Quoted passage:
◆ ◆ ◆ ◆ ◆

How We Found the Fake News King: An OSINT Investigation for NPR

In late 2016, a story appeared on a website called The Denver Guardian. The headline: "FBI Agent Suspected in Hillary Email Leaks Found Dead in Apparent Murder-Suicide." Within 10 days, the story had been viewed 1.6 million times. It was shared hundreds of thousands of times on Facebook. People cited it in arguments. It was presented as fact.

There was just one problem: none of it was real. There was no dead FBI agent. There was no murder-suicide. And there was no Denver Guardian — it wasn't a real newspaper. The domain had been registered weeks earlier. The "about" page contained placeholder text. The site had no editorial staff, no office, no history. It was a fabrication designed to look like a local news outlet, and it worked spectacularly well.

NPR wanted to find out who was behind it. That's where John Jansen came in.

The Starting Point

Open-source intelligence — OSINT — starts with what's publicly visible and works backwards. It doesn't require special access, classified databases, or law enforcement powers. It requires patience, methodical thinking, and an understanding of how the internet's infrastructure works.

The starting point was the domain itself: denverguardian.com. Every domain name has a registration record — WHOIS data — that includes information about when it was registered, who registered it, and sometimes their contact details. In 2016, WHOIS privacy services were common but not universal, and even privacy-protected registrations leak information if you know where to look.

The Denver Guardian's WHOIS record was privacy-protected, which was informative in itself: whoever set this up knew enough to use a privacy service, which meant they had done this before or at least understood the basics of operational security. But WHOIS privacy protects the registrant's name and contact details — it doesn't hide the registration date, the registrar used, or the nameservers the domain points to. Each of these is a data point.

Domain Intelligence

The next step was understanding the infrastructure. Every website lives on a server, and that server has an IP address. Reverse DNS lookups and reverse IP lookups reveal what other domains share the same server. This is where fake news networks start to reveal themselves.

The Denver Guardian's server hosted other domains. Some of these were also fake news sites — sites with names designed to sound like local news outlets, publishing fabricated or heavily distorted stories optimised for social media sharing. This wasn't a lone wolf with one website. It was a network.

John mapped the network by following connections outward from The Denver Guardian. Shared hosting infrastructure was the first connection. If two sites share a server, they might be run by the same person — or they might just be on the same shared hosting provider, which millions of sites use. Conclusions cannot be drawn from one shared server. But when shared hosting is combined with other signals — similar site designs, shared advertising accounts, overlapping content, similar registration patterns — the picture gets clearer.

Advertising accounts were particularly useful. Fake news sites in this era were primarily monetised through programmatic advertising — Google AdSense and similar networks. Each advertising account has an identifier that's embedded in the site's HTML. If two sites share the same advertising account ID, they're almost certainly run by the same entity. This is a much stronger signal than shared hosting, because advertising accounts are tied to bank accounts and tax identities. Nobody shares an ad account with strangers.

◆ ◆ ◆ ◆ ◆

Information supplied:

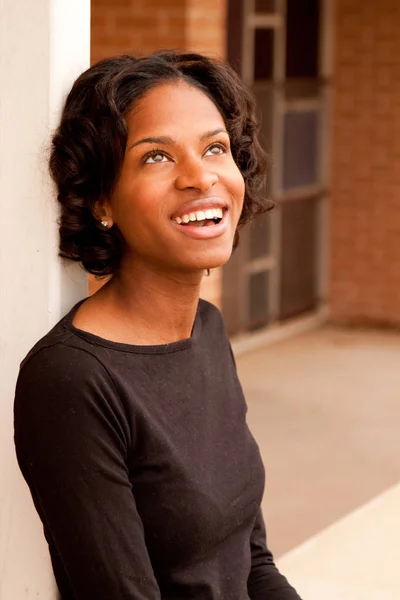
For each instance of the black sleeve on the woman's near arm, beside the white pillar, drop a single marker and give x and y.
(72, 436)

◆ ◆ ◆ ◆ ◆

Work order 1: Output the passage of the Denver Guardian investigation between "How We Found" and "worked spectacularly well.", inclusive.
Work order 2: List the signals that the Denver Guardian investigation says make the picture clearer when combined with shared hosting.
Work order 3: According to the Denver Guardian investigation, how many times was the story about the FBI agent viewed within 10 days?
The material has no connection to the Denver Guardian investigation.

Final answer 1:
How We Found the Fake News King: An OSINT Investigation for NPR

In late 2016, a story appeared on a website called The Denver Guardian. The headline: "FBI Agent Suspected in Hillary Email Leaks Found Dead in Apparent Murder-Suicide." Within 10 days, the story had been viewed 1.6 million times. It was shared hundreds of thousands of times on Facebook. People cited it in arguments. It was presented as fact.

There was just one problem: none of it was real. There was no dead FBI agent. There was no murder-suicide. And there was no Denver Guardian — it wasn't a real newspaper. The domain had been registered weeks earlier. The "about" page contained placeholder text. The site had no editorial staff, no office, no history. It was a fabrication designed to look like a local news outlet, and it worked spectacularly well.

Final answer 2:
- Similar site designs
- Shared advertising accounts
- Overlapping content
- Similar registration patterns

Final answer 3: It was viewed 1.6 million times.